### DOCUMENT PASSAGE

BEGIN

AS EARLY AS 1500 B.C.E., Canaan was a small country populated by many different societies. From the invasion of twelve Hebrew tribes led by Joshua in 1200 B.C.E. and the rebuilding of Canaanite towns by Roman Palestinians in the first century C.E., to the conquest by Turkish Muslims up through the eighteenth and nineteenth centuries, Canaan has played host to warring ideals, cultures, and religious factions. Through all this conflict, however, the mythology of the land has remained intact, with each new inhabiting group adapting its own beliefs to the foundations upon which Canaan was born.

END

### DATASET CONTENT
BEGIN

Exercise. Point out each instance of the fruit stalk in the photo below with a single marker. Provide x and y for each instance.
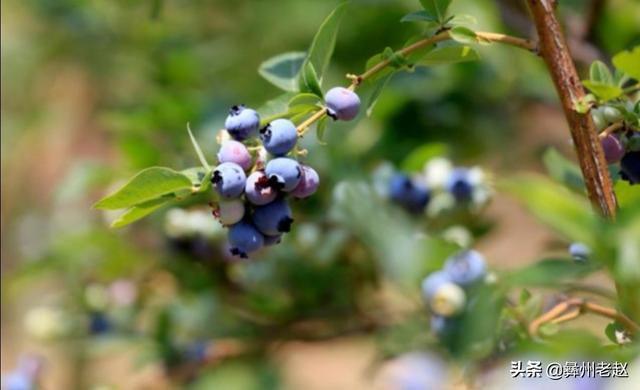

END

### PROBLEMS TO SOLVE
[1] Translate this sentence from the passage on Canaan into Spanish: "AS EARLY AS 1500 B.C.E., Canaan was a small country populated by many different societies."
[2] Answer from the passage on Canaan:
(a) Who led the twelve Hebrew tribes that invaded in 1200 B.C.E.?
(b) Which group rebuilt Canaanite towns in the first century C.E.?
(c) What has remained intact through all the conflict?
[3] Print the part of the passage on Canaan from "AS EARLY AS" up to and including "Canaan was born.".

### ANSWERS GIVEN
[1] Ya en el año 1500 a. e. c., Canaán era un país pequeño poblado por muchas sociedades diferentes.

[2]
(a) Joshua
(b) Roman Palestinians
(c) The mythology of the land

[3]
AS EARLY AS 1500 B.C.E., Canaan was a small country populated by many different societies. From the invasion of twelve Hebrew tribes led by Joshua in 1200 B.C.E. and the rebuilding of Canaanite towns by Roman Palestinians in the first century C.E., to the conquest by Turkish Muslims up through the eighteenth and nineteenth centuries, Canaan has played host to warring ideals, cultures, and religious factions. Through all this conflict, however, the mythology of the land has remained intact, with each new inhabiting group adapting its own beliefs to the foundations upon which Canaan was born.